Text shown.
Objectives Environmental and occupational exposures are usually treated as mutual confounders in the study of the association between toxic substances and health outcomes. Yet, research conducted on asbestos evidenced that occupational exposures may be considered as sentinel events with regard to environmental exposures. The project aims at studying asbestos-related “industrial cancer” risks through the mapping of neighbourhood and occupational risks of asbestos exposure in a historical and social perspective.
Methods Seine-Saint-Denis, a Paris suburb, was chosen as the pilot department for its industrial, immigration and socio-economical history, and the availability of miscellaneous information. Different sources of data covering the last century have been collected (industrial, social, meteorological and sanitary) and integrated within a Geographic Information System. We mapped asbestos sites and identified “hotspots” of environmental contamination through atmospheric dispersion modeling.

Requirement A. Which four kinds of data sources does the asbestos exposure summary say were collected?
Requirement B. Write the next part of the asbestos exposure summary, starting after its final sentence.

Stored dataset items.
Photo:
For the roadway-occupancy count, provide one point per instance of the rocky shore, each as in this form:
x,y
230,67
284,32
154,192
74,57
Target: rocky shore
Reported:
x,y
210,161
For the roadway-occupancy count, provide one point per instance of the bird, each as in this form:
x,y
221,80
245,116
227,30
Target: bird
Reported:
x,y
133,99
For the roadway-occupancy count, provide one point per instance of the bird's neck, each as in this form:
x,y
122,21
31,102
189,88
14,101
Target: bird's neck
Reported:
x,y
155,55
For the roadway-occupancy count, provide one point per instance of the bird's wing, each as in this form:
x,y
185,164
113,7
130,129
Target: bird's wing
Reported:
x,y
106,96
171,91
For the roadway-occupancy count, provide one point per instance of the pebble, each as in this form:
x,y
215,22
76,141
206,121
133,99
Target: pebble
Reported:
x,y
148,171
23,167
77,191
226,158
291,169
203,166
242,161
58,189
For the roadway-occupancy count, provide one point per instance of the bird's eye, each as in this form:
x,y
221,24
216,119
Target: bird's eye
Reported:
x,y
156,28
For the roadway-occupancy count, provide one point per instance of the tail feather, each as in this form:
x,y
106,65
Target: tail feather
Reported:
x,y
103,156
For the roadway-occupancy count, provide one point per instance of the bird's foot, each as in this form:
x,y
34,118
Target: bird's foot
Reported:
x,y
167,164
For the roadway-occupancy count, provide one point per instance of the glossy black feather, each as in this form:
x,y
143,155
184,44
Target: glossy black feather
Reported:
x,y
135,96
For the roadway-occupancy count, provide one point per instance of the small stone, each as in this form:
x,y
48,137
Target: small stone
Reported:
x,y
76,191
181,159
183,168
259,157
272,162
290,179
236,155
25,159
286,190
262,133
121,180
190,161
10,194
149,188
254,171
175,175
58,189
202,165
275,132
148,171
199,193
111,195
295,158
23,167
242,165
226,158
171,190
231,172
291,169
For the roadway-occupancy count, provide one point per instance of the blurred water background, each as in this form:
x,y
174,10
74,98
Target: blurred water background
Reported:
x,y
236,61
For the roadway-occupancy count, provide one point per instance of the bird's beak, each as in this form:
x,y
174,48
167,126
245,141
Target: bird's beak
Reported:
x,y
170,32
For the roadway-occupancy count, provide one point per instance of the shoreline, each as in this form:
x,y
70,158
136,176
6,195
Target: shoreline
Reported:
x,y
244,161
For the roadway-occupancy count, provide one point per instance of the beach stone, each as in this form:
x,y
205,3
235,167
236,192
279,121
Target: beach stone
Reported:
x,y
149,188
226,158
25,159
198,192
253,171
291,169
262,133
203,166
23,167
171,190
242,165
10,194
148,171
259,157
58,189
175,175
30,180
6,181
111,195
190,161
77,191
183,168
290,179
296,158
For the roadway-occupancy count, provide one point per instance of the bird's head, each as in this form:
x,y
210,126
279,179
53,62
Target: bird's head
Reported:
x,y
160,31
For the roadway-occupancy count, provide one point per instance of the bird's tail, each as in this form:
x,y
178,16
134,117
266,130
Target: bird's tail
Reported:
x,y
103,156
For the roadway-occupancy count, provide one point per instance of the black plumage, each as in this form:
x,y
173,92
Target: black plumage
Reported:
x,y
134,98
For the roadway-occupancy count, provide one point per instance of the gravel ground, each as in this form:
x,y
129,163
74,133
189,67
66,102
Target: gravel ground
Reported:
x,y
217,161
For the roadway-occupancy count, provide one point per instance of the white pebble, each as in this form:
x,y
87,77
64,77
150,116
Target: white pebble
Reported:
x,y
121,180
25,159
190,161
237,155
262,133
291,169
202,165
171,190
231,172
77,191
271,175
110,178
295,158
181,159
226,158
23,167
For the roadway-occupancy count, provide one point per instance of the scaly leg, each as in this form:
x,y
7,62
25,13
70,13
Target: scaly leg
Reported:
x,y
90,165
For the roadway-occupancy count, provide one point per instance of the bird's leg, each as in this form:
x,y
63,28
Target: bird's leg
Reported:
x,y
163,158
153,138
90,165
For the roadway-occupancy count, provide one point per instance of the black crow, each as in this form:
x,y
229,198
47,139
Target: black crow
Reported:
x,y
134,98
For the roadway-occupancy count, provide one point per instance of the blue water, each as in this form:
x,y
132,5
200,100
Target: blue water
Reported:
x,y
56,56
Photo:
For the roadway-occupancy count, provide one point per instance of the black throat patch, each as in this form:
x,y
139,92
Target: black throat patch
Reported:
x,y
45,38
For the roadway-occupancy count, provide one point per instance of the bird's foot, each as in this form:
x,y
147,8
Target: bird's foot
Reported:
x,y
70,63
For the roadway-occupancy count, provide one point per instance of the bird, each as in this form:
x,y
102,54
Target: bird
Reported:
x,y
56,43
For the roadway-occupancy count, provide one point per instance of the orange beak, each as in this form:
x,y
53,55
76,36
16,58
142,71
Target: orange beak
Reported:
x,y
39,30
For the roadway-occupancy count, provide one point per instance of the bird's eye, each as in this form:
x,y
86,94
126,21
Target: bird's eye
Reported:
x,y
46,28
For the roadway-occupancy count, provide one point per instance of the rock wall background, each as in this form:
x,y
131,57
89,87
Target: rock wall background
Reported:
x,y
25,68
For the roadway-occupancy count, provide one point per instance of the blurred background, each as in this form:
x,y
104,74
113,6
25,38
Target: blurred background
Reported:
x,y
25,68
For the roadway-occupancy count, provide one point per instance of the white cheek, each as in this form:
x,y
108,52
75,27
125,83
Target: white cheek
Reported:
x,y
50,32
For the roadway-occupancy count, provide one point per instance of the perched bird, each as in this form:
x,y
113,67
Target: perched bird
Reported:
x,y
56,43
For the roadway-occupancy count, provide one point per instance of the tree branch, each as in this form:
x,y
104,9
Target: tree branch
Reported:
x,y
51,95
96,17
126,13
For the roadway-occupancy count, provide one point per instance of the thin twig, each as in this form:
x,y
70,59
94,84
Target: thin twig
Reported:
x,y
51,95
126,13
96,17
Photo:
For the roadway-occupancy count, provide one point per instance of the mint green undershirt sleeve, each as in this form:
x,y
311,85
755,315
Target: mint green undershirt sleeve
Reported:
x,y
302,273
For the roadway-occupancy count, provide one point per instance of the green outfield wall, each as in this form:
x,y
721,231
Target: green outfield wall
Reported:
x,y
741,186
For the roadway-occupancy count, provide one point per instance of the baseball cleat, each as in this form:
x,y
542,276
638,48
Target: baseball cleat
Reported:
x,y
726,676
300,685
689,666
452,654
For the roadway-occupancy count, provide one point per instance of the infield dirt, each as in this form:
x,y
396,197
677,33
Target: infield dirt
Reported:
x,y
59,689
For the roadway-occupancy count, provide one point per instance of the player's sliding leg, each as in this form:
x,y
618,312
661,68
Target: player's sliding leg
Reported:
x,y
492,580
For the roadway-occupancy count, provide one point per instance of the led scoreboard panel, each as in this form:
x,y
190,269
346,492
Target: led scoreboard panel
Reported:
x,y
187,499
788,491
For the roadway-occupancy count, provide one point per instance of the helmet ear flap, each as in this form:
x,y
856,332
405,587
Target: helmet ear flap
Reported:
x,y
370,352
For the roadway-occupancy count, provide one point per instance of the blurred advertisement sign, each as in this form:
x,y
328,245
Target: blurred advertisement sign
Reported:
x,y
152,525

Exercise result A. Industrial, social, meteorological and sanitary.

Exercise result B.
Results To date, we took inventory of 111 former places which may have produced asbestos pollution of the working and/or general environments, collected quantitative and qualitative data to characterise this pollution potential, documented the presence of multiple carcinogens on 78 sites, and integrated indicators of social deprivation at the municipality level. We also crossed census data with the FIBREX database and identified municipalities which present current occupational exposure potential.
Conclusions We still have to describe the spatial distribution of cancer risk both for high (mesothelioma) and low (larynx, pharyngeal, stomach, colorectal cancers) etiological fractions sites. We will then explore spatial correlations between these different dimensions in order to produce knowledge on spatial and social clustering of occupational and environmental disadvantages.